→ **Task prompt**: An exact reprint of the data below is required, line for line.

→ **Records to use**:
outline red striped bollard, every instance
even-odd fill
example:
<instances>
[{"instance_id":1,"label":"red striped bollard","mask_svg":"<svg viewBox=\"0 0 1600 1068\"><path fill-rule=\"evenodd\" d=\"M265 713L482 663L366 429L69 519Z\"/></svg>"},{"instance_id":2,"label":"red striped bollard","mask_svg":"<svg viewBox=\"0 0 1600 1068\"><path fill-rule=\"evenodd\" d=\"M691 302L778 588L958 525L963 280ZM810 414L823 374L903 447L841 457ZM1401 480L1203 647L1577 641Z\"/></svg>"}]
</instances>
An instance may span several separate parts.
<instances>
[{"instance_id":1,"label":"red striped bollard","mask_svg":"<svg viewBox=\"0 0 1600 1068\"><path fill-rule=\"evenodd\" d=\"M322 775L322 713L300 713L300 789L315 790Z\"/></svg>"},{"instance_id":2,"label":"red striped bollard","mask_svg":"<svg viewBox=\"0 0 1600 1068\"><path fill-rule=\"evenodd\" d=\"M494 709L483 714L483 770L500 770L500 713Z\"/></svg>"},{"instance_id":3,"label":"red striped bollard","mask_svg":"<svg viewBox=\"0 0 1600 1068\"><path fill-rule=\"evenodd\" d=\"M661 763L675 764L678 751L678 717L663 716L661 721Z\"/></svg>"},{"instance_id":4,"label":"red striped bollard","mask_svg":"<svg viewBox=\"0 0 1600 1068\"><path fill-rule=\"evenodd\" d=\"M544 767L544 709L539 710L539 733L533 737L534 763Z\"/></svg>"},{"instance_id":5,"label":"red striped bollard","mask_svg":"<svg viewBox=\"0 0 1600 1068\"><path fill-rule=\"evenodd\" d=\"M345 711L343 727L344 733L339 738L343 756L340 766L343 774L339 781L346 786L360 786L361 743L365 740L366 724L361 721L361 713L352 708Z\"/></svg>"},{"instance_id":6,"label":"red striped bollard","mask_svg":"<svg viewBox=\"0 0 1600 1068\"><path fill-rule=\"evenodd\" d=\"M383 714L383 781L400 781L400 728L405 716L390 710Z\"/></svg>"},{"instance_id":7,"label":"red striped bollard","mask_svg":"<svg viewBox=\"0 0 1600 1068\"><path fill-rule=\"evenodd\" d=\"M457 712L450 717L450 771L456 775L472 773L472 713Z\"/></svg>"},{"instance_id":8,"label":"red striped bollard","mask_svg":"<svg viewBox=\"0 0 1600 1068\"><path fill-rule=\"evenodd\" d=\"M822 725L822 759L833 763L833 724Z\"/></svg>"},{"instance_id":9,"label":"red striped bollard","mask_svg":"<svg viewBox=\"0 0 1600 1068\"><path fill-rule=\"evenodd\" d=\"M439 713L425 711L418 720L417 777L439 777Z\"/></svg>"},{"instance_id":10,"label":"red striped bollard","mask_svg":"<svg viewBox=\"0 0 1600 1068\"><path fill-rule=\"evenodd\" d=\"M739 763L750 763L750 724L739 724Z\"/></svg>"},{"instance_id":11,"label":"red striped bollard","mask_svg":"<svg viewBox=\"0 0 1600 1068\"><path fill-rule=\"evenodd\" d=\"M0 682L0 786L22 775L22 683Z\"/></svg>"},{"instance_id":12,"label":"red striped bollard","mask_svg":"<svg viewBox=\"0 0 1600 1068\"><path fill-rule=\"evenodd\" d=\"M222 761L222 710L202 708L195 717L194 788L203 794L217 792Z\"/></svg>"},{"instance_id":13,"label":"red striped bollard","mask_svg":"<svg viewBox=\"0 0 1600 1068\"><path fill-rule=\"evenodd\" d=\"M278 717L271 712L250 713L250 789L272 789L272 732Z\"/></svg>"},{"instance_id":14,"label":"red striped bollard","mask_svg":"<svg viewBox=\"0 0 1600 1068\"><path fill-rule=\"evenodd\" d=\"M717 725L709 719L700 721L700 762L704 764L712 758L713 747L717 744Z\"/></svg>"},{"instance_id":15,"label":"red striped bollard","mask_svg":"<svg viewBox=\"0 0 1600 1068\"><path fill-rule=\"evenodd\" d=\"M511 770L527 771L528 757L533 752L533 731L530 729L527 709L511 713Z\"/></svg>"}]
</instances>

→ **Exercise answer**:
outline red striped bollard, every instance
even-odd fill
example:
<instances>
[{"instance_id":1,"label":"red striped bollard","mask_svg":"<svg viewBox=\"0 0 1600 1068\"><path fill-rule=\"evenodd\" d=\"M265 713L482 663L366 429L69 519Z\"/></svg>"},{"instance_id":2,"label":"red striped bollard","mask_svg":"<svg viewBox=\"0 0 1600 1068\"><path fill-rule=\"evenodd\" d=\"M691 302L778 588L958 525L963 280ZM810 414L823 374L903 447L841 457ZM1401 480L1203 647L1577 641Z\"/></svg>"}]
</instances>
An instance may span several separate parts.
<instances>
[{"instance_id":1,"label":"red striped bollard","mask_svg":"<svg viewBox=\"0 0 1600 1068\"><path fill-rule=\"evenodd\" d=\"M322 775L322 713L300 713L300 789L315 790Z\"/></svg>"},{"instance_id":2,"label":"red striped bollard","mask_svg":"<svg viewBox=\"0 0 1600 1068\"><path fill-rule=\"evenodd\" d=\"M494 709L483 714L483 770L500 770L500 713Z\"/></svg>"},{"instance_id":3,"label":"red striped bollard","mask_svg":"<svg viewBox=\"0 0 1600 1068\"><path fill-rule=\"evenodd\" d=\"M661 763L675 764L678 751L678 717L663 716L661 721Z\"/></svg>"},{"instance_id":4,"label":"red striped bollard","mask_svg":"<svg viewBox=\"0 0 1600 1068\"><path fill-rule=\"evenodd\" d=\"M544 767L544 709L539 710L539 733L533 737L534 763Z\"/></svg>"},{"instance_id":5,"label":"red striped bollard","mask_svg":"<svg viewBox=\"0 0 1600 1068\"><path fill-rule=\"evenodd\" d=\"M345 711L343 727L344 733L339 738L343 756L340 766L343 774L339 781L346 786L360 786L361 743L365 740L366 724L361 721L361 713L352 708Z\"/></svg>"},{"instance_id":6,"label":"red striped bollard","mask_svg":"<svg viewBox=\"0 0 1600 1068\"><path fill-rule=\"evenodd\" d=\"M383 714L383 781L400 781L400 728L405 716L390 710Z\"/></svg>"},{"instance_id":7,"label":"red striped bollard","mask_svg":"<svg viewBox=\"0 0 1600 1068\"><path fill-rule=\"evenodd\" d=\"M457 712L450 717L450 771L456 775L472 773L472 713Z\"/></svg>"},{"instance_id":8,"label":"red striped bollard","mask_svg":"<svg viewBox=\"0 0 1600 1068\"><path fill-rule=\"evenodd\" d=\"M822 725L822 759L833 763L833 724Z\"/></svg>"},{"instance_id":9,"label":"red striped bollard","mask_svg":"<svg viewBox=\"0 0 1600 1068\"><path fill-rule=\"evenodd\" d=\"M439 713L425 711L418 720L417 777L439 777Z\"/></svg>"},{"instance_id":10,"label":"red striped bollard","mask_svg":"<svg viewBox=\"0 0 1600 1068\"><path fill-rule=\"evenodd\" d=\"M739 763L750 763L750 724L739 724Z\"/></svg>"},{"instance_id":11,"label":"red striped bollard","mask_svg":"<svg viewBox=\"0 0 1600 1068\"><path fill-rule=\"evenodd\" d=\"M0 682L0 786L22 775L22 683Z\"/></svg>"},{"instance_id":12,"label":"red striped bollard","mask_svg":"<svg viewBox=\"0 0 1600 1068\"><path fill-rule=\"evenodd\" d=\"M222 761L222 710L202 708L195 717L194 788L203 794L217 792Z\"/></svg>"},{"instance_id":13,"label":"red striped bollard","mask_svg":"<svg viewBox=\"0 0 1600 1068\"><path fill-rule=\"evenodd\" d=\"M278 717L271 712L250 713L250 789L272 789L272 732Z\"/></svg>"},{"instance_id":14,"label":"red striped bollard","mask_svg":"<svg viewBox=\"0 0 1600 1068\"><path fill-rule=\"evenodd\" d=\"M717 725L709 719L700 721L700 762L704 764L712 758L713 747L717 744Z\"/></svg>"},{"instance_id":15,"label":"red striped bollard","mask_svg":"<svg viewBox=\"0 0 1600 1068\"><path fill-rule=\"evenodd\" d=\"M511 770L527 771L528 757L533 752L533 731L530 729L527 709L511 713Z\"/></svg>"}]
</instances>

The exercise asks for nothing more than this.